Reproduce every item below character for character, without changing anything.

— START OF Supplied material —

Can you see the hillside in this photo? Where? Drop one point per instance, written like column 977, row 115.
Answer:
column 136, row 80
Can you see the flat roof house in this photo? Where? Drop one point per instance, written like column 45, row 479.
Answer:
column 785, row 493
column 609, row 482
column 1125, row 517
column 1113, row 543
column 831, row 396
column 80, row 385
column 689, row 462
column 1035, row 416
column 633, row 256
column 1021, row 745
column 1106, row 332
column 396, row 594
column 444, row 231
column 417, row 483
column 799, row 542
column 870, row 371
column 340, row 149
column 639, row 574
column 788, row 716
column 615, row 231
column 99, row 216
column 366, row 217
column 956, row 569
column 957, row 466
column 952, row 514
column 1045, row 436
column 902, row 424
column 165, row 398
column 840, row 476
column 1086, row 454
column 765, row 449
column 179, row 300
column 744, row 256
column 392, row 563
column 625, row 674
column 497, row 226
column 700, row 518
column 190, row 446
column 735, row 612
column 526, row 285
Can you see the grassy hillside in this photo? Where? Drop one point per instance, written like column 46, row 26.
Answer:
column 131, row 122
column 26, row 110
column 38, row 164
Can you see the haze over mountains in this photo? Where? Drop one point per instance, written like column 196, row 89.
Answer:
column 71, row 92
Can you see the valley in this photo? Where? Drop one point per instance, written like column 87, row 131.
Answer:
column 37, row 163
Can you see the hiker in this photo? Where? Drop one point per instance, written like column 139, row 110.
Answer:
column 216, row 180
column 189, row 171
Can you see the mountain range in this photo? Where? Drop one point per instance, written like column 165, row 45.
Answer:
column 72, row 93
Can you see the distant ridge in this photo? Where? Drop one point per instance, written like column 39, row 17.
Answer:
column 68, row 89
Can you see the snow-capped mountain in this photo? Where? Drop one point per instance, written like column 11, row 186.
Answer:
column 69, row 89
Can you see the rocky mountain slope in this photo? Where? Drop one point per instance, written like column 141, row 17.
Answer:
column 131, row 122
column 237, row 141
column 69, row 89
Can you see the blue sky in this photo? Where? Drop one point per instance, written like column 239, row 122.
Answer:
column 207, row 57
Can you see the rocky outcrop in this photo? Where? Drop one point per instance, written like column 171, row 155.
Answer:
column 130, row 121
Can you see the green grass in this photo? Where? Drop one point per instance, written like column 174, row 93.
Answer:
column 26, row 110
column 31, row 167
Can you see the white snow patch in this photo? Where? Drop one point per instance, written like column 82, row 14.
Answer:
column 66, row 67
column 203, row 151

— END OF Supplied material —

**Solution to the problem**
Can you see the hillside in this photo? Where? Drop one point per instance, written like column 977, row 115.
Answer:
column 136, row 80
Can you see the flat roof house in this photo? Where? Drop one point per instance, written like column 45, row 479.
Answer:
column 785, row 493
column 609, row 482
column 1125, row 517
column 1113, row 543
column 831, row 396
column 80, row 385
column 689, row 462
column 1035, row 416
column 633, row 256
column 1021, row 745
column 1106, row 332
column 396, row 594
column 444, row 231
column 417, row 483
column 799, row 542
column 870, row 371
column 340, row 149
column 639, row 574
column 788, row 716
column 615, row 231
column 99, row 216
column 366, row 217
column 956, row 569
column 957, row 466
column 952, row 514
column 1045, row 436
column 902, row 424
column 165, row 398
column 840, row 476
column 1086, row 454
column 765, row 449
column 179, row 300
column 744, row 256
column 392, row 563
column 625, row 674
column 497, row 226
column 700, row 518
column 190, row 446
column 735, row 612
column 526, row 285
Can you see the grassy hillside in this photo? Where? Drop one point per instance, written like column 46, row 26.
Answer:
column 131, row 122
column 26, row 110
column 38, row 164
Can you see the haze over mountains in this photo? Where? Drop one point per instance, written like column 196, row 89.
Answer:
column 71, row 92
Can you see the valley in this photo? Where? Drop one point per instance, written like column 87, row 131.
Answer:
column 37, row 163
Can you see the hiker in this photo? Where? Drop one point per instance, written like column 139, row 110.
Answer:
column 216, row 180
column 189, row 171
Can you see the mountain range in this photo? Where? Drop one point per instance, written like column 165, row 45.
Answer:
column 72, row 93
Can you see the distant ridge in this photo? Where? Drop one point per instance, written like column 39, row 17.
Answer:
column 68, row 89
Can you see the snow-capped mountain in this photo? Where? Drop one point per instance, written like column 11, row 186.
Answer:
column 69, row 89
Can you see the rocky mountain slope in this photo? Where? Drop one point per instance, written like column 141, row 17.
Answer:
column 131, row 122
column 237, row 141
column 69, row 89
Can you see the blue sky in this photo? Where? Drop one point per instance, written like column 239, row 122.
Answer:
column 207, row 57
Can you see the rocky outcrop in this photo? Where? Drop one point per instance, written like column 171, row 155.
Answer:
column 130, row 121
Can you see the green grass in this photo? Where? Drop one point per instance, written like column 174, row 93.
Answer:
column 26, row 110
column 31, row 167
Can you see the white snow patch in this photo? Where? Drop one point per instance, written like column 82, row 14.
Answer:
column 66, row 67
column 203, row 151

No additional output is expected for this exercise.